Your task -
Once you have read the records below, print them again exactly as they stand.
Data under study section start
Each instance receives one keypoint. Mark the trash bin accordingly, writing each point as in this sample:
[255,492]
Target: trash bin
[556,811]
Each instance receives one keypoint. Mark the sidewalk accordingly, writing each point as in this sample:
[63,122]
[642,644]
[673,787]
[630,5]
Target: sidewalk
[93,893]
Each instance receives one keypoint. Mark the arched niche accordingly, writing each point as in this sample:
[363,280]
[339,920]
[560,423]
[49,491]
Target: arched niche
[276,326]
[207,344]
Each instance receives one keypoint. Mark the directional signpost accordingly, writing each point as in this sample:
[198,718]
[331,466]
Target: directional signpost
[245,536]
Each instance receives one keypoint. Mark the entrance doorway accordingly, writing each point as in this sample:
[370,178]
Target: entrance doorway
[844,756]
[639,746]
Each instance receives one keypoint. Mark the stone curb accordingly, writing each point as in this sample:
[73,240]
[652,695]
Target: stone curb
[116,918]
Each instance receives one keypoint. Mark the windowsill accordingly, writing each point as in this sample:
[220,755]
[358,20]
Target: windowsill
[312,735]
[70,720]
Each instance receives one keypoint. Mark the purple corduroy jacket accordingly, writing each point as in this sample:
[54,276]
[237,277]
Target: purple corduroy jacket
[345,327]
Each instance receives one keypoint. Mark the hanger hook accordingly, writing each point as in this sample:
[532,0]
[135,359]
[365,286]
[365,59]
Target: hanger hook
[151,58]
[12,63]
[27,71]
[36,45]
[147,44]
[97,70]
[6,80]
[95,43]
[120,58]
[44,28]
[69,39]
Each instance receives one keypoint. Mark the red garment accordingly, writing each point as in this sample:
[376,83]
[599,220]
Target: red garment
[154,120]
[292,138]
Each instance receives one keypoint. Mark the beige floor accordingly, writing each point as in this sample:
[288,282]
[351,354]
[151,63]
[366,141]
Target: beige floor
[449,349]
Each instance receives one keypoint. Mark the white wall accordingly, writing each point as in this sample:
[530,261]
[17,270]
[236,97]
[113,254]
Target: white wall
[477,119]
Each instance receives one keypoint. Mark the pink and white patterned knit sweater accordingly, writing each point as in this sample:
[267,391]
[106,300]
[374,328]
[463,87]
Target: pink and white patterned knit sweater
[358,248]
Data under study section end
Result of the exercise -
Each instance receives one keypoint. Mark the trash bin accordingly, writing each point as in this sample:
[255,492]
Target: trash bin
[556,811]
Each instance receives one keypoint. Mark the sidewalk accordingly, writing each point as in this sample:
[63,122]
[642,644]
[673,787]
[630,5]
Target: sidewalk
[93,893]
Each instance receives one keypoint. Mark the arched niche accordingly, writing each point as in this sample:
[363,280]
[339,920]
[560,423]
[49,491]
Target: arched niche
[276,326]
[207,344]
Each instance receives one keypoint. Mark the directional signpost accordingly, writing each point as in this sample:
[198,718]
[331,466]
Target: directional signpost
[245,536]
Each instance receives one keypoint. Mark the entrance doorway accordingly, writing each point as in this sample:
[370,178]
Target: entrance doorway
[844,756]
[639,746]
Each instance receives one keypoint. Mark the stone curb accordingly, writing each point as in this sample:
[73,240]
[652,695]
Target: stone curb
[116,918]
Each instance receives one keypoint. Mark the windowsill accordingly, writing each point as in this sample:
[220,755]
[358,20]
Target: windowsill
[312,735]
[70,720]
Each instance receives one keypoint. Mark the purple corduroy jacket accordingly, writing each point as in this sample:
[54,276]
[237,277]
Target: purple corduroy jacket
[345,327]
Each instance receives one keypoint. Mark the hanger hook accordingly, writing each point as in this sample:
[532,0]
[135,359]
[365,286]
[365,59]
Target: hanger hook
[151,58]
[12,63]
[27,71]
[36,45]
[147,44]
[97,70]
[6,80]
[95,43]
[120,58]
[44,28]
[69,39]
Each instance receives one keypoint. Mark the red garment accordingly, writing each point as in this sample:
[376,83]
[599,220]
Target: red garment
[154,120]
[292,138]
Each instance receives one keypoint. Mark the beige floor accordingly, writing each point as in this sample:
[288,282]
[351,354]
[151,63]
[366,141]
Target: beige floor
[449,349]
Each instance receives one keypoint. Mark the white wall accordingly, writing each point as in this sample:
[530,261]
[17,270]
[236,97]
[113,254]
Target: white wall
[477,119]
Each instance receives one keypoint. Mark the pink and white patterned knit sweater accordingly, writing each point as in this sample:
[267,391]
[106,300]
[374,328]
[463,87]
Target: pink and white patterned knit sweater
[358,248]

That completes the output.